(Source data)
- - -

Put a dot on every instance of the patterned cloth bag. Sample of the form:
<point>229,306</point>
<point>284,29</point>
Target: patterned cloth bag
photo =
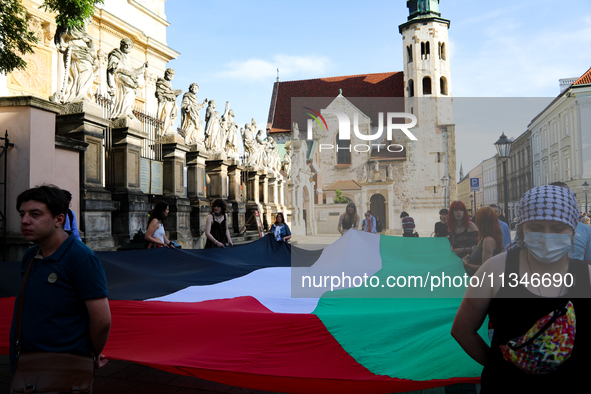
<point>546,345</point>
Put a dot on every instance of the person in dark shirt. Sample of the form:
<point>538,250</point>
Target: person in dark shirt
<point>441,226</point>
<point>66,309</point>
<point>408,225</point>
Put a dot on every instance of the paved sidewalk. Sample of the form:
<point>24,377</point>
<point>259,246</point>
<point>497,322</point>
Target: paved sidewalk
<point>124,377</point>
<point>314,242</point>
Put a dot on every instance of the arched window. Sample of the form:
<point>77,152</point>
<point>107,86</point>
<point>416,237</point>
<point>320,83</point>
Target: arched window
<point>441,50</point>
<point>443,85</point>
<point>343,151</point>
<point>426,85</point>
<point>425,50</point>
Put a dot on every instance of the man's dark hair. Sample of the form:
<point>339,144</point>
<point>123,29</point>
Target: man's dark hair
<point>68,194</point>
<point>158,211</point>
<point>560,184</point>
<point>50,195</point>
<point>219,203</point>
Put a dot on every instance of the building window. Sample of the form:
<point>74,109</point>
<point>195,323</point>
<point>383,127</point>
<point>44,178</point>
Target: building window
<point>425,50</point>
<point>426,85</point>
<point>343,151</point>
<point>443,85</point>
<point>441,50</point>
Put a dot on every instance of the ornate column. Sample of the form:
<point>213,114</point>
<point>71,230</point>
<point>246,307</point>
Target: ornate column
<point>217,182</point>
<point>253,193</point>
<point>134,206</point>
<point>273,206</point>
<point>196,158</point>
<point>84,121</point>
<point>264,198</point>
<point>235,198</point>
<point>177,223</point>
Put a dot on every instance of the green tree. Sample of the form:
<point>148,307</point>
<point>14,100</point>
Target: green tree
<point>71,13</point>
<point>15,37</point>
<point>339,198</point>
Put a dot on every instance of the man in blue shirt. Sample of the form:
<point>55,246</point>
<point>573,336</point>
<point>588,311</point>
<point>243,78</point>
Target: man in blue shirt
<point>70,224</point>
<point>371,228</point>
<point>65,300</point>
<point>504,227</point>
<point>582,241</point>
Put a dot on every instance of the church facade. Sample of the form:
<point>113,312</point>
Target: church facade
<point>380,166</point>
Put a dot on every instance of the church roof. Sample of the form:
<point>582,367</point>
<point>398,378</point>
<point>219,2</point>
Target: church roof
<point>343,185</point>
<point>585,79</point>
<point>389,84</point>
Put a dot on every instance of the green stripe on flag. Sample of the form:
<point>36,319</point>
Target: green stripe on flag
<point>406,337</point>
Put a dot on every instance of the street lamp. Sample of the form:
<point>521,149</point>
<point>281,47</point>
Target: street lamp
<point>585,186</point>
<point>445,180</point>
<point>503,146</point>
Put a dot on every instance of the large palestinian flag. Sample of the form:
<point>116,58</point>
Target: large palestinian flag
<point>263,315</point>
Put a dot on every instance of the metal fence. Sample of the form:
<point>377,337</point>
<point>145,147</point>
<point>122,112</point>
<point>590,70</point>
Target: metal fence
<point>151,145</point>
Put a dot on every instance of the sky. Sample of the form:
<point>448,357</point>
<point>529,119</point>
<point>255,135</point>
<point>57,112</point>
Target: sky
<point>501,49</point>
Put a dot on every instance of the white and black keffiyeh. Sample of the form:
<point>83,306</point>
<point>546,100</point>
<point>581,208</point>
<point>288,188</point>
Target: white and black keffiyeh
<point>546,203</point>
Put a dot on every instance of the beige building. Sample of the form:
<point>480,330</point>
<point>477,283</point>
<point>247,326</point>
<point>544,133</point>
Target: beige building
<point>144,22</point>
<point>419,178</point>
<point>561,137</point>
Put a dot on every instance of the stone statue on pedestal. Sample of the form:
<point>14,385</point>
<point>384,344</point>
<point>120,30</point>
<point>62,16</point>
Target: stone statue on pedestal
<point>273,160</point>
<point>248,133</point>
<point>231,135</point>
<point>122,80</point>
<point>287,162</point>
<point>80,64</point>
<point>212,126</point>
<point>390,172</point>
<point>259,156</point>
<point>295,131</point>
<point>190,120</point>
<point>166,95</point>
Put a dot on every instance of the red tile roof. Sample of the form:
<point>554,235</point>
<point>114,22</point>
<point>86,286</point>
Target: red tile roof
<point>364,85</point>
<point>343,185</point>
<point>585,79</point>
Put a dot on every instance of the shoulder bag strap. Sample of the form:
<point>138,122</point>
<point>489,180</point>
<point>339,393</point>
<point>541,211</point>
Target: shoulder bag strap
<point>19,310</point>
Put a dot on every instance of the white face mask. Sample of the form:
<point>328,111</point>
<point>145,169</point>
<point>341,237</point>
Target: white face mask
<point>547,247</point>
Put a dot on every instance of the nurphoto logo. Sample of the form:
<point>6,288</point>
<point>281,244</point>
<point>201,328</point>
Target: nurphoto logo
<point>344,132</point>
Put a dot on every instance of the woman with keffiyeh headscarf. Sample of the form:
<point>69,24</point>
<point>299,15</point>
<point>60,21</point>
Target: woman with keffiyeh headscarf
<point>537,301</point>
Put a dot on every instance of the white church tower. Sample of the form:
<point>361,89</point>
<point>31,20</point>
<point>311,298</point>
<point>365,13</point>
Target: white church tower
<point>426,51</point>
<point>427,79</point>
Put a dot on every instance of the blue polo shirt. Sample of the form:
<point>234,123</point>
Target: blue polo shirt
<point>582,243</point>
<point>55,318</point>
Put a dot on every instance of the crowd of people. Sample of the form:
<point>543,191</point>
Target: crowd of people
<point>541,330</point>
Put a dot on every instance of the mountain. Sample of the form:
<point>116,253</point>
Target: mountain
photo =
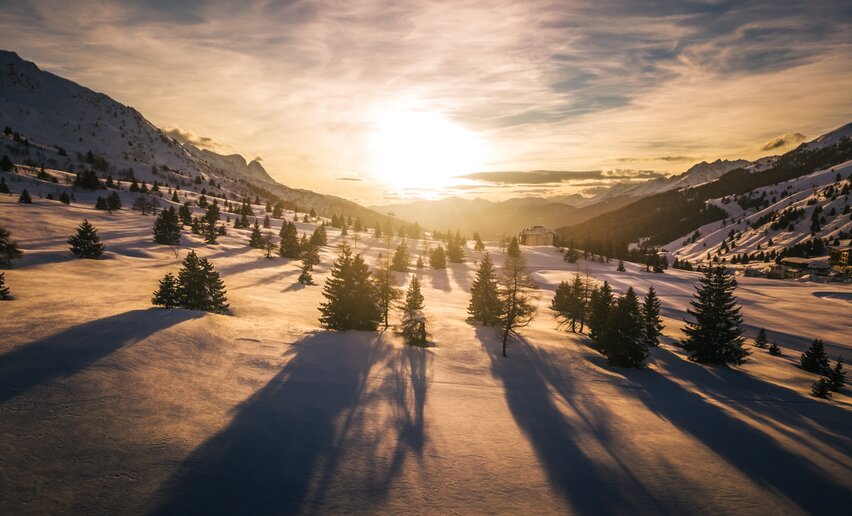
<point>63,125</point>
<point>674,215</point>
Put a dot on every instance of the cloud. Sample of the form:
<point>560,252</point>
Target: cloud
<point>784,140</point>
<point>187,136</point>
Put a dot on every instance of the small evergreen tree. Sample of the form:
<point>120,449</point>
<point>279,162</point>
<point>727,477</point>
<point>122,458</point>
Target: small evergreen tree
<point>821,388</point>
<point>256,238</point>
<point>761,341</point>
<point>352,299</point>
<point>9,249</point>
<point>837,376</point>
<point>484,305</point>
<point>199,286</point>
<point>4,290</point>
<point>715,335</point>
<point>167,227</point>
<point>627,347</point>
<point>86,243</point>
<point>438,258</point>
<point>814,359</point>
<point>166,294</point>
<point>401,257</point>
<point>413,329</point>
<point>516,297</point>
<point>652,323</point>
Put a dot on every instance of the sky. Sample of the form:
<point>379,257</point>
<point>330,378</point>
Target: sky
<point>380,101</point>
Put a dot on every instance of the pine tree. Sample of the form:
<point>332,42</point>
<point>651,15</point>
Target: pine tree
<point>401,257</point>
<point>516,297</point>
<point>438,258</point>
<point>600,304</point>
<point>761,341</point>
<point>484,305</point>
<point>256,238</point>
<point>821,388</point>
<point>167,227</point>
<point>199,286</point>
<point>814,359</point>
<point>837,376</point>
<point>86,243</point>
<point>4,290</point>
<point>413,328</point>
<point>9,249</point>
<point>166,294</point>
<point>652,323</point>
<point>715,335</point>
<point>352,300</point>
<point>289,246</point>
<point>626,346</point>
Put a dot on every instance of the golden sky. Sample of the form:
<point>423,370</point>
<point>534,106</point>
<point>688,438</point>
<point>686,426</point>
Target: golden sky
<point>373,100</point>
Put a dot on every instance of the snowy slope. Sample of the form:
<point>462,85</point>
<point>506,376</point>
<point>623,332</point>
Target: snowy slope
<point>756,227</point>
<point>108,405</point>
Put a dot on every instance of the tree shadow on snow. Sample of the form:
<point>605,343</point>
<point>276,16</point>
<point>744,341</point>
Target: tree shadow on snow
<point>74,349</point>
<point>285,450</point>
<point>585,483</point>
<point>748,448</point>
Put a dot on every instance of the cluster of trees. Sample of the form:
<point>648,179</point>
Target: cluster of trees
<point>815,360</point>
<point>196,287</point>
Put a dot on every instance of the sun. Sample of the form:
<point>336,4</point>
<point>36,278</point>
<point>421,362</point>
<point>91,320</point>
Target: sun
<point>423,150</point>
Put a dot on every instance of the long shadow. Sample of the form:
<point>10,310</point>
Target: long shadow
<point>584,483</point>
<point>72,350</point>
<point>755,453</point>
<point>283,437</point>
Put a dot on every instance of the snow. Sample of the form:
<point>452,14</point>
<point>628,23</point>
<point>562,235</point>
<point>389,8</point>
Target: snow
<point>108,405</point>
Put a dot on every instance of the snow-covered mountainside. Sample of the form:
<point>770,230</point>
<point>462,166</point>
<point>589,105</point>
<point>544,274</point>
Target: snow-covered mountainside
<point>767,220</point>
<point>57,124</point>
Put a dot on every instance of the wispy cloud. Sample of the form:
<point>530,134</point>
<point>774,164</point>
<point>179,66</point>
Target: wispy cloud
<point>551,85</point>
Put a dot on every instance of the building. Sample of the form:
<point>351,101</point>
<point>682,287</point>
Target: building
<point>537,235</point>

- - -

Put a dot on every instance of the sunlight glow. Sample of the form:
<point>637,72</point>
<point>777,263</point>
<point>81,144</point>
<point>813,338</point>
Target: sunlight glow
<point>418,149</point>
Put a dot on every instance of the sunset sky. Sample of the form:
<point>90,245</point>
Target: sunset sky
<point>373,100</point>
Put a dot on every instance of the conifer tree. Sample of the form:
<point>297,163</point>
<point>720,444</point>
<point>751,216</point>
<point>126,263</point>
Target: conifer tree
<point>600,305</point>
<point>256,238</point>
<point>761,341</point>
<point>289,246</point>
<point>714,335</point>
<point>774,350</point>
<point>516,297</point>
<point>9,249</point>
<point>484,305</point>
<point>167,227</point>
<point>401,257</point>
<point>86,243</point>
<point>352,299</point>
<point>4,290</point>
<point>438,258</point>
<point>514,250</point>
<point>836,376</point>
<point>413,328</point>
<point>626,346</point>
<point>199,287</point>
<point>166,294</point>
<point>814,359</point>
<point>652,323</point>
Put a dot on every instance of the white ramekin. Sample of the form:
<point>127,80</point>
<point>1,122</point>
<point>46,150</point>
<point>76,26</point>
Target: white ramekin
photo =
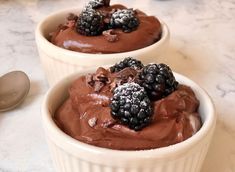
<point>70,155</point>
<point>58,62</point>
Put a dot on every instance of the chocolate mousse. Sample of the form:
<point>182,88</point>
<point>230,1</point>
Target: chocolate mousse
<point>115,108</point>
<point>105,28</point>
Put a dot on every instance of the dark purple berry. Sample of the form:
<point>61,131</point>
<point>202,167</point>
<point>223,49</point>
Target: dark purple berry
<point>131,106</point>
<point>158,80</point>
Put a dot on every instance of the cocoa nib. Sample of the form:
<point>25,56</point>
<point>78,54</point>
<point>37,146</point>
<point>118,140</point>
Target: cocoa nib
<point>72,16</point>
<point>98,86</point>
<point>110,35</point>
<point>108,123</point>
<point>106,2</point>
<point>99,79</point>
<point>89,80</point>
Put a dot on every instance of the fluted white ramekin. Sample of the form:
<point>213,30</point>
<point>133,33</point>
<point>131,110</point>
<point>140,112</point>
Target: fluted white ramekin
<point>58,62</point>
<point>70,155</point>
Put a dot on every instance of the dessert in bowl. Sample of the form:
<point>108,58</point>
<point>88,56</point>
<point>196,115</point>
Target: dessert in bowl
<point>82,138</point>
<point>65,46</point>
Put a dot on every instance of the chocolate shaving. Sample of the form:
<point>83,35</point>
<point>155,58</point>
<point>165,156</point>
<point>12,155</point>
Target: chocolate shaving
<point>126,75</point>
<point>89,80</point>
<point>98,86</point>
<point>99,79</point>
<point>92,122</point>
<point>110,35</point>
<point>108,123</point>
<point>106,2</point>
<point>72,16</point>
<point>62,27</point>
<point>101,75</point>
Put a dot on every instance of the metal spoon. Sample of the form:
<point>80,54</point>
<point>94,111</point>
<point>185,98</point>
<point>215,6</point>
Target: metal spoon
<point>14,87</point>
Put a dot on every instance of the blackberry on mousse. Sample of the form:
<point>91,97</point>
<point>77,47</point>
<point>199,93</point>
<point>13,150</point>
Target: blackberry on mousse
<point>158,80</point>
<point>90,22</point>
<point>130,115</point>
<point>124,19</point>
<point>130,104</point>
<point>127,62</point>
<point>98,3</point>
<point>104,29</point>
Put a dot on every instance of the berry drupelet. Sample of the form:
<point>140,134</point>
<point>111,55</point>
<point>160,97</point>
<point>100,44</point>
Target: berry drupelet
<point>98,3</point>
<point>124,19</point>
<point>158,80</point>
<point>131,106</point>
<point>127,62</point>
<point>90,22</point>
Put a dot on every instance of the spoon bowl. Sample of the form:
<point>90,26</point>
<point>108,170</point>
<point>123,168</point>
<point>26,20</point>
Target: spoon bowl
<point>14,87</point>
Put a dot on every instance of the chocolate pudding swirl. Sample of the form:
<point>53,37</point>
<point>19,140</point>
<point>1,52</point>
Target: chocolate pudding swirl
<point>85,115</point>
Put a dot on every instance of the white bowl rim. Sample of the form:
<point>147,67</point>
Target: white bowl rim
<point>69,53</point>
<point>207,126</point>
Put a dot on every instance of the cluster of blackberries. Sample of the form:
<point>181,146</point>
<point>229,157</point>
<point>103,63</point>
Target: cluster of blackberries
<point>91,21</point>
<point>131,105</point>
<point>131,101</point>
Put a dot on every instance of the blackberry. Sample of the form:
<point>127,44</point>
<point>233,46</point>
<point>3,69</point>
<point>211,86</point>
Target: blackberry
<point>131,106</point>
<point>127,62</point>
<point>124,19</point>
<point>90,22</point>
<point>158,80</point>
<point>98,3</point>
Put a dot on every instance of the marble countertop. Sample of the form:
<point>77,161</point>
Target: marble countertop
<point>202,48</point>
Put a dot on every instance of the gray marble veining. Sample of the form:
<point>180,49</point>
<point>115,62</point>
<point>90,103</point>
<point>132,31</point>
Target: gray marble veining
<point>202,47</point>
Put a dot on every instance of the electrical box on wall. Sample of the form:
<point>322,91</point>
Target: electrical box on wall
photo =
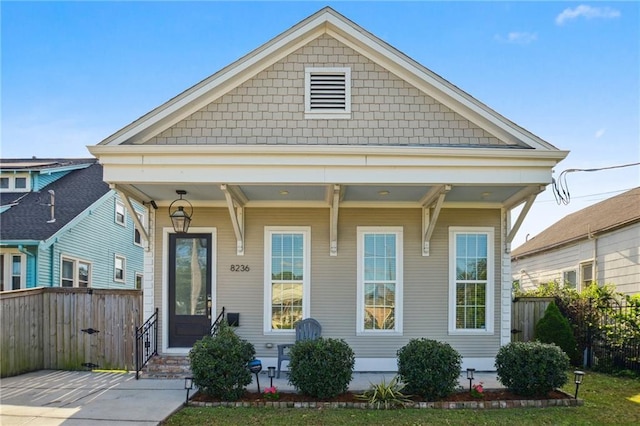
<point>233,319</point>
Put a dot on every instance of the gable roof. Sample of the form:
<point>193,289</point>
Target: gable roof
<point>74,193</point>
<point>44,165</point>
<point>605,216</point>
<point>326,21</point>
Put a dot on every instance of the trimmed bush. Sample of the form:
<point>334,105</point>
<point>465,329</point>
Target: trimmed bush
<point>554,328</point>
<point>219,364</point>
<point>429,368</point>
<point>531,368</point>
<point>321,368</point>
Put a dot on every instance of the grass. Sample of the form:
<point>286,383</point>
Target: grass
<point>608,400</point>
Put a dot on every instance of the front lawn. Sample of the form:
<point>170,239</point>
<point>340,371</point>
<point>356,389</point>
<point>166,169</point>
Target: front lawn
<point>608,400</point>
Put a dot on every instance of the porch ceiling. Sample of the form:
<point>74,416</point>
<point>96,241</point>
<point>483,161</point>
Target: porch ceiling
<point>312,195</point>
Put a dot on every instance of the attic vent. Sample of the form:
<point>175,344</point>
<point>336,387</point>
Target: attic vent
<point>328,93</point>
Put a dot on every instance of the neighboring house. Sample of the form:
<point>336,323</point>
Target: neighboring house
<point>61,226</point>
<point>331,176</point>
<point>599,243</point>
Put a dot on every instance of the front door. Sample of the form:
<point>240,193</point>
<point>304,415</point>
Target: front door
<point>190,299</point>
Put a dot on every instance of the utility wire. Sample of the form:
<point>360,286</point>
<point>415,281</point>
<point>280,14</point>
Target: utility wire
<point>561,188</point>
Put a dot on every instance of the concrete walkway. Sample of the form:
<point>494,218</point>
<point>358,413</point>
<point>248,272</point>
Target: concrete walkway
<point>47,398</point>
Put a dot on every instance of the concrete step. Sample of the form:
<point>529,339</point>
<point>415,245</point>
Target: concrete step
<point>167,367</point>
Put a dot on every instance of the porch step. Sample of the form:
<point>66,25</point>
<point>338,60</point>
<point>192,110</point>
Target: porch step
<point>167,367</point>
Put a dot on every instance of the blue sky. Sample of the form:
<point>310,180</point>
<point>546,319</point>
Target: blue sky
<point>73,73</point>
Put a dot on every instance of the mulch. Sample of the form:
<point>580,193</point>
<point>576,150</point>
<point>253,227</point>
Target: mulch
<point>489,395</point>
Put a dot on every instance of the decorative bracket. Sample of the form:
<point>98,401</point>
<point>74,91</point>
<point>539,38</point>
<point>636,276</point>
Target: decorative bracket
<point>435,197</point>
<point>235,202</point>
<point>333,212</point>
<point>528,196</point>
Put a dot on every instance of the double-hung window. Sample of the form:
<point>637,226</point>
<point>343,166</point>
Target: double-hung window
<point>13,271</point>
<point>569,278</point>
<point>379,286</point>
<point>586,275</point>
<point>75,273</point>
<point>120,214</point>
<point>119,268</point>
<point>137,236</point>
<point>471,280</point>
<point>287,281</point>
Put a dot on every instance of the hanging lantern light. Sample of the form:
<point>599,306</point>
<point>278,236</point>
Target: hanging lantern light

- - -

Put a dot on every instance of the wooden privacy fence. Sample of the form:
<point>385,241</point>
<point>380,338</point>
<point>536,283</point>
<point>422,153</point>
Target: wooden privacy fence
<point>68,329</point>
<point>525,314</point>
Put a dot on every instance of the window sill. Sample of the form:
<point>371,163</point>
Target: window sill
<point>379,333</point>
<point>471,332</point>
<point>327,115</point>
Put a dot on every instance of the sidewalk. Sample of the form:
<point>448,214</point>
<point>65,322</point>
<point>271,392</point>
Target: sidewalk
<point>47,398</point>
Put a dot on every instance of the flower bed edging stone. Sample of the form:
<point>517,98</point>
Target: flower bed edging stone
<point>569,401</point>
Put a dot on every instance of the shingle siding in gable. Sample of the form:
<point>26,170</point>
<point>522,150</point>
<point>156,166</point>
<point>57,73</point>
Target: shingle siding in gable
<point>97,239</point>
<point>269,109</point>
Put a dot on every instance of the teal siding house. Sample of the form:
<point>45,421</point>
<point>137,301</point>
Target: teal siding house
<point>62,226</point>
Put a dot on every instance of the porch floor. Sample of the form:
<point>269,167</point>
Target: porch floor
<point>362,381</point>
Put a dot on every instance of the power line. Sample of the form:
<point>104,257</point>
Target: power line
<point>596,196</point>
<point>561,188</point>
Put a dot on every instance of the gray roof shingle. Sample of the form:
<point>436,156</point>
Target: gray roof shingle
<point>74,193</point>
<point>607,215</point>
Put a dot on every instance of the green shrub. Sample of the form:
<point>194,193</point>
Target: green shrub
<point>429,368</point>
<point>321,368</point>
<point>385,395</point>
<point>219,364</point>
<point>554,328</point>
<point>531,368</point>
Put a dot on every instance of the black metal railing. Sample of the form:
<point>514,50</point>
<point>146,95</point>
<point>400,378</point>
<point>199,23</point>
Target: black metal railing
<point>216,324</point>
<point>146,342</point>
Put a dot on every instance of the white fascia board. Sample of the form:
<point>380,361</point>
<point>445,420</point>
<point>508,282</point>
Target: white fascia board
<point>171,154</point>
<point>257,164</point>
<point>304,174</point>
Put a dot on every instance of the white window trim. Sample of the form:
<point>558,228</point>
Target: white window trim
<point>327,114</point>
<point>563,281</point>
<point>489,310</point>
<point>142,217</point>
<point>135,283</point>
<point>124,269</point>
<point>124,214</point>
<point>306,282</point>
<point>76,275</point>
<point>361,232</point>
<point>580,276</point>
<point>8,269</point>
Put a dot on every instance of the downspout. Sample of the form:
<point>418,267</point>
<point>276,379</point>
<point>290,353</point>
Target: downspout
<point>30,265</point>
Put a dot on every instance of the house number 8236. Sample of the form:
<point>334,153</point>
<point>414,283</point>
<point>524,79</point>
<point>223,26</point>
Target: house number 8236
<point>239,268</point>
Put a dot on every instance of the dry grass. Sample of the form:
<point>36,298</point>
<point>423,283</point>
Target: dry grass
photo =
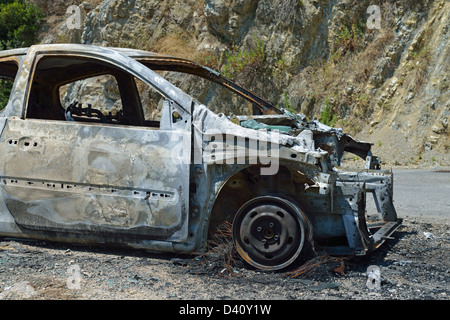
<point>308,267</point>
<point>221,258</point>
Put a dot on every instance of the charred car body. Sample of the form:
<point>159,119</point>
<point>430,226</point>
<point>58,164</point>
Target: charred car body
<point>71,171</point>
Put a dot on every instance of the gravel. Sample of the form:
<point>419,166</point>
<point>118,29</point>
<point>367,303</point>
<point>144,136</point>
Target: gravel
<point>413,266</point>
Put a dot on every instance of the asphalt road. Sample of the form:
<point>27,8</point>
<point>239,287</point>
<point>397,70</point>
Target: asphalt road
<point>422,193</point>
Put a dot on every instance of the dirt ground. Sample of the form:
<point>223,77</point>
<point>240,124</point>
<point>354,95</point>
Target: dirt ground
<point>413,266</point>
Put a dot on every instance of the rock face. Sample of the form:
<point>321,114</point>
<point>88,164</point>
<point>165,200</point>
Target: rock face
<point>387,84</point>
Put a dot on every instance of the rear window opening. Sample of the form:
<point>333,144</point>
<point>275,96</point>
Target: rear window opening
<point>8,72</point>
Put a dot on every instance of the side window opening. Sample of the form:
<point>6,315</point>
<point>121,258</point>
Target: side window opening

- - -

Problem
Locate and copy each line in the data above that includes the word "electrical".

Solution for this problem
Put a dot on every instance of the electrical box on wall. Sample of the form:
Target: electrical box on wall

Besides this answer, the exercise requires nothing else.